### THE PROBLEM
Set each record down exactly, excluding all images.

(DATA FOR PROCESSING begins)

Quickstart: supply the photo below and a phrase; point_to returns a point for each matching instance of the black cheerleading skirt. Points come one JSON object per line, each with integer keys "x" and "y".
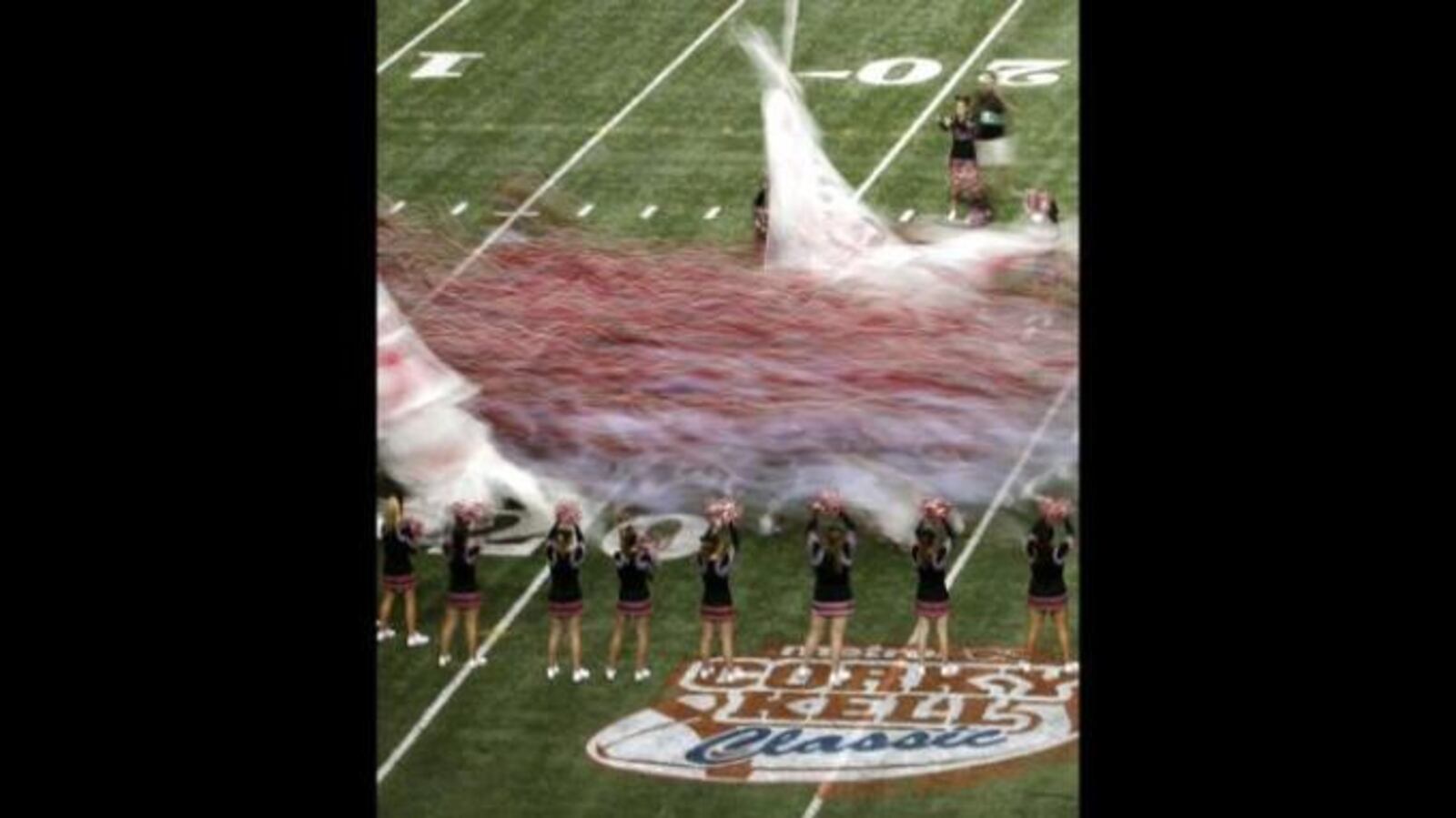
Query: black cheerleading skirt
{"x": 932, "y": 611}
{"x": 1047, "y": 603}
{"x": 834, "y": 609}
{"x": 400, "y": 582}
{"x": 718, "y": 613}
{"x": 565, "y": 611}
{"x": 463, "y": 600}
{"x": 635, "y": 609}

(DATA FOR PROCESSING ends)

### TASK ANSWER
Quickstart: supply the photo below and a phrase; point_to returns a point for each matching instance of the black cheerleading skirt. Points come one JSON object per line, each with integer keys "x" and "y".
Query: black cheerleading skirt
{"x": 932, "y": 611}
{"x": 1047, "y": 603}
{"x": 834, "y": 609}
{"x": 400, "y": 582}
{"x": 718, "y": 613}
{"x": 565, "y": 611}
{"x": 463, "y": 600}
{"x": 635, "y": 609}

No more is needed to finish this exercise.